Receipts for premiums are sometimes given, with an agreement to deliver a policy of the same date with the receipt. This gives immediate effect to the insurance, the receipt supplying the place of a formal policy till one can be prepared.

To complete and perfect the contract of insurance, it is only necessary that the minds of the parties should have met, as to the subject matter to be insured and the terms of the insurance, no matter whether the evidence of such meeting of the minds of the parties is contained in a prepared and perfected policy, or rests in words uttered by the parties and committed to no paper, or is to be found in letters which have passed between them. In either and each case it is equally effective and obligatory, though the evidence in one form may be much more convenient, as well as more clear, definite and certain, than in the other.

It is well established in this country, that the acceptance of a proposal for insurance constitutes a meeting of the minds of the parties and consummates the bargain, provided the offer is standing at the time of the acceptance.

EXERCISE OBJECTIVE: Reproduce the passage on contracts of insurance verbatim, from "To complete and" up to and including "of the acceptance.".

SUPPLIED MATERIAL:
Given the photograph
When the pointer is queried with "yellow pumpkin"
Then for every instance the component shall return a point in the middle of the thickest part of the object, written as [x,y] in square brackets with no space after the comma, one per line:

WRITTEN RESPONSE:
To complete and perfect the contract of insurance, it is only necessary that the minds of the parties should have met, as to the subject matter to be insured and the terms of the insurance, no matter whether the evidence of such meeting of the minds of the parties is contained in a prepared and perfected policy, or rests in words uttered by the parties and committed to no paper, or is to be found in letters which have passed between them. In either and each case it is equally effective and obligatory, though the evidence in one form may be much more convenient, as well as more clear, definite and certain, than in the other.

It is well established in this country, that the acceptance of a proposal for insurance constitutes a meeting of the minds of the parties and consummates the bargain, provided the offer is standing at the time of the acceptance.